Task details:
When you copy the entries, keep every word exactly as it stands.

Dataset entries
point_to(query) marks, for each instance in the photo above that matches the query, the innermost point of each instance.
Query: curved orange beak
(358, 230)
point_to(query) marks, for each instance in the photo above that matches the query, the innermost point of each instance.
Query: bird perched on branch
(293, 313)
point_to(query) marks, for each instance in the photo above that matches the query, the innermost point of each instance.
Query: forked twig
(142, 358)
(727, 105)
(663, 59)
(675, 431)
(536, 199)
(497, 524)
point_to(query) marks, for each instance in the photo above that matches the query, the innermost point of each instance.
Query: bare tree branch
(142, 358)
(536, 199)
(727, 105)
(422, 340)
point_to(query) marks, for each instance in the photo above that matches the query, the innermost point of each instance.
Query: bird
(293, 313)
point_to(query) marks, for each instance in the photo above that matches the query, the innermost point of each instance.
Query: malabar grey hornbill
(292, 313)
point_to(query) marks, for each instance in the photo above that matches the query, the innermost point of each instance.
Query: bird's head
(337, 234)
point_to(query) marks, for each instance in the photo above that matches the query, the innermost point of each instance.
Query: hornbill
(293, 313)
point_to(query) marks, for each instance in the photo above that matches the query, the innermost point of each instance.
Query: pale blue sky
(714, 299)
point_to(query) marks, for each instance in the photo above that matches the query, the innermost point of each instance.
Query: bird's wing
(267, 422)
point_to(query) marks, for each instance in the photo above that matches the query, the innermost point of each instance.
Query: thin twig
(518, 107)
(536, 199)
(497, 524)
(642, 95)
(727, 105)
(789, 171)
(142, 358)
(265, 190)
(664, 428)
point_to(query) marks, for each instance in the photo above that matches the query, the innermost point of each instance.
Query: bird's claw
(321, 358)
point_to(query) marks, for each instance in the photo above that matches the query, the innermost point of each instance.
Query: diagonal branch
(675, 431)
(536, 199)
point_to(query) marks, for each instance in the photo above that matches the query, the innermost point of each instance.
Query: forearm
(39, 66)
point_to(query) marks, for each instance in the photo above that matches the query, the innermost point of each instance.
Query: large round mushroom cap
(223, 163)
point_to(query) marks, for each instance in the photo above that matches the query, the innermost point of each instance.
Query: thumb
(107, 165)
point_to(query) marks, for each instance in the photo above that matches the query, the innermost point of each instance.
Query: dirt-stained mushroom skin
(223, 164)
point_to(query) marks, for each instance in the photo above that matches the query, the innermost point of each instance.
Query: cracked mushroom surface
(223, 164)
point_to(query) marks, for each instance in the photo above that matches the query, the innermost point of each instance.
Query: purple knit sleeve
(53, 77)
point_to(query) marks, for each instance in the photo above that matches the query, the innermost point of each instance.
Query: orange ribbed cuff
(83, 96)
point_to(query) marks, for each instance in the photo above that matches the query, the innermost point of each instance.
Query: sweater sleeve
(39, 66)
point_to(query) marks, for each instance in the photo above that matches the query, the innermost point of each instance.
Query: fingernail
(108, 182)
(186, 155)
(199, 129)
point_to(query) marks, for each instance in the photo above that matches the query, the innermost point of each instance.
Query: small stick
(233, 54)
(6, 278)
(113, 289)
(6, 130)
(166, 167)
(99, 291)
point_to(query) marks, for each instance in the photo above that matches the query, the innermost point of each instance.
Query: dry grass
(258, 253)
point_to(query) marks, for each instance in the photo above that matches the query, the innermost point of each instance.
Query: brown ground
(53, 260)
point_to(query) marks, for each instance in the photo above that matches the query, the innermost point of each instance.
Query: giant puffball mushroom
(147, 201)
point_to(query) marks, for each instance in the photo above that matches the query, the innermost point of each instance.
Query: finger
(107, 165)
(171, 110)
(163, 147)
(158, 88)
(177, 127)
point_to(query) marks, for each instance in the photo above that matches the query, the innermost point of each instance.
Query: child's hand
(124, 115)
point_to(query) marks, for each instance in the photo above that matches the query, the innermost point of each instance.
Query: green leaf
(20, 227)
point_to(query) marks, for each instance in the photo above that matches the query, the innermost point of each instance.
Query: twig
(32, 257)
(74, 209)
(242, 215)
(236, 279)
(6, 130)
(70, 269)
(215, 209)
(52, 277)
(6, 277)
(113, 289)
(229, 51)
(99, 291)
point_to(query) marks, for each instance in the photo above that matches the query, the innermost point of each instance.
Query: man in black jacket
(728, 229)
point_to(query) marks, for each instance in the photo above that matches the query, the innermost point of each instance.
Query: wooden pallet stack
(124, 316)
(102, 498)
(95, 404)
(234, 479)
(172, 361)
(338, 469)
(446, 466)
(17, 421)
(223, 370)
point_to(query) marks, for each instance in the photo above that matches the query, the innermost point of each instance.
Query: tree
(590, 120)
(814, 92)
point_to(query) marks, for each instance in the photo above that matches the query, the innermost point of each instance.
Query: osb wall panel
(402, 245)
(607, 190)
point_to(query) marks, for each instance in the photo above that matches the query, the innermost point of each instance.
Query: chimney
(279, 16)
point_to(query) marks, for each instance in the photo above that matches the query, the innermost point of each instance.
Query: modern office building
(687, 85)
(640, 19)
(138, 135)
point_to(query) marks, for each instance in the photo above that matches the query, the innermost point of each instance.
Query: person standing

Output below:
point_to(query) marks, for each instance in the photo above that matches the query, the innermost point of each instance.
Query: curved orange beak
(358, 230)
point_to(query) marks, for each instance in the photo above that matches the query, the innermost point of each instance.
Query: bird perched on branch
(293, 313)
point_to(query) marks, for each instance in the photo above that matches the query, the innermost point of each instance.
Query: forked twig
(142, 358)
(727, 105)
(663, 59)
(675, 431)
(536, 199)
(497, 524)
point_to(query) marks, for each instance in the photo above that matches the query, the innermost point of each instance.
Query: bare tree branch
(142, 358)
(536, 199)
(727, 105)
(422, 340)
point_to(query) marks, for each instance in the photo above that matches the query, the innermost point of each instance.
Query: bird
(293, 313)
point_to(query) marks, for each instance in the photo above that matches the query, the innermost point of each instance.
Query: malabar grey hornbill
(292, 313)
point_to(query) marks, for each instance in the photo above that matches the query, the innermost point of each instance.
Query: bird's head
(337, 234)
point_to(query) marks, for each instance in the photo above that matches the query, the innermost point of each instance.
Query: hornbill
(293, 313)
point_to(query) marks, for each instance in the photo above that matches the query, the innermost point of each instance.
Query: pale blue sky
(714, 299)
point_to(query) marks, for each instance in the photo above that matches the query, the innermost point of each instance.
Query: bird's wing
(267, 422)
point_to(query) marks, for each instance in the photo above that matches the query, the innermost point of each instance.
Query: thin twig
(518, 107)
(536, 199)
(497, 524)
(642, 95)
(727, 105)
(789, 171)
(142, 358)
(265, 190)
(664, 428)
point_to(query) marks, for each instance in the photo above that matches the query, the innermost point of each instance.
Query: bird's claw
(321, 358)
point_to(query) marks, for each instance in the photo above that matches the query, the innermost point of each instance.
Query: diagonal branch
(675, 431)
(536, 199)
point_to(query) marks, for each instance in the photo above that matches the query, the innermost point of each instance.
Query: forearm
(39, 66)
point_to(query) marks, for each instance in the photo above that matches the query, the innermost point of each instance.
Query: large round mushroom cap
(223, 163)
point_to(query) marks, for each instance in the photo above that matches the query, the innermost point of each instance.
Query: thumb
(107, 165)
point_to(query) marks, for each instance in the photo above that matches the query, the innermost point of each instance.
Query: dirt-stained mushroom skin
(223, 164)
point_to(query) marks, for each instance in the photo above that matches the query, the innermost point of each instance.
Query: cracked mushroom surface
(223, 164)
point_to(query) marks, for each instance in the photo above that matches the query, the innermost point of each instance.
Query: purple knit sleeve
(53, 77)
point_to(query) marks, for each instance in the photo above that matches the query, the innermost point of each instance.
Query: orange ribbed cuff
(83, 96)
point_to(query) marks, for each instance in the photo above that matches the query, the innermost point of each instance.
Query: sweater sleeve
(39, 66)
point_to(query) marks, for each instance in the photo above that matches the query, the innermost point of each instance.
Query: fingernail
(108, 182)
(186, 155)
(199, 129)
point_to(query) marks, for each instance in the photo above that matches the query, the innermost point of each instance.
Query: small stick
(233, 54)
(6, 278)
(113, 289)
(6, 130)
(166, 167)
(99, 291)
point_to(query) marks, for each instance in the photo above that matches the query, the innermost point of each instance.
Query: dry grass
(258, 253)
point_to(query) marks, for each instance in the photo above that matches the query, the innermost point of each instance.
Query: brown ground
(53, 260)
point_to(query) marks, for each instance in the photo above that matches the query, the innermost point of each instance.
Query: giant puffball mushroom
(147, 201)
point_to(query) marks, for each instance in the photo above that matches the query, the innermost point of each instance.
Query: finger
(107, 165)
(171, 110)
(163, 147)
(158, 88)
(177, 127)
point_to(query) marks, for each instance in the photo above that matches the query, the innermost point of each instance.
Query: child's hand
(124, 115)
point_to(query) marks, for each instance in the photo above that matches the query, the innermost point of each instance.
Query: green leaf
(20, 227)
point_to(query) marks, for each instance in the photo above that matches the query, the innermost point of each instance.
Query: twig
(32, 257)
(74, 209)
(242, 215)
(236, 279)
(6, 130)
(70, 269)
(215, 209)
(52, 277)
(6, 277)
(113, 289)
(229, 51)
(99, 291)
point_to(query) marks, for each instance in the photo above that matches the query, the innermost point of each instance.
Query: man in black jacket
(728, 229)
point_to(query) marks, for each instance in the photo above that matches the query, the innermost point of each instance.
Query: wooden pallet stack
(124, 316)
(102, 498)
(95, 404)
(234, 479)
(172, 361)
(338, 469)
(446, 466)
(17, 421)
(223, 370)
point_to(query) marks, for each instance in the photo above that matches the query, the innermost point of each instance.
Query: tree
(590, 120)
(814, 92)
point_to(query) marks, for each instance in the photo above that matches the query, the innermost point of each instance.
Query: osb wall panel
(402, 245)
(607, 190)
point_to(query) marks, for each instance in the photo above that matches the query, the innermost point of each instance.
Query: chimney
(279, 16)
point_to(query) marks, for each instance in the photo above that matches the query, the innermost point of each instance.
Query: modern office building
(687, 85)
(640, 19)
(138, 135)
point_to(query) marks, for each instance in the photo above that matches the query, the innermost point of each instance.
Query: person standing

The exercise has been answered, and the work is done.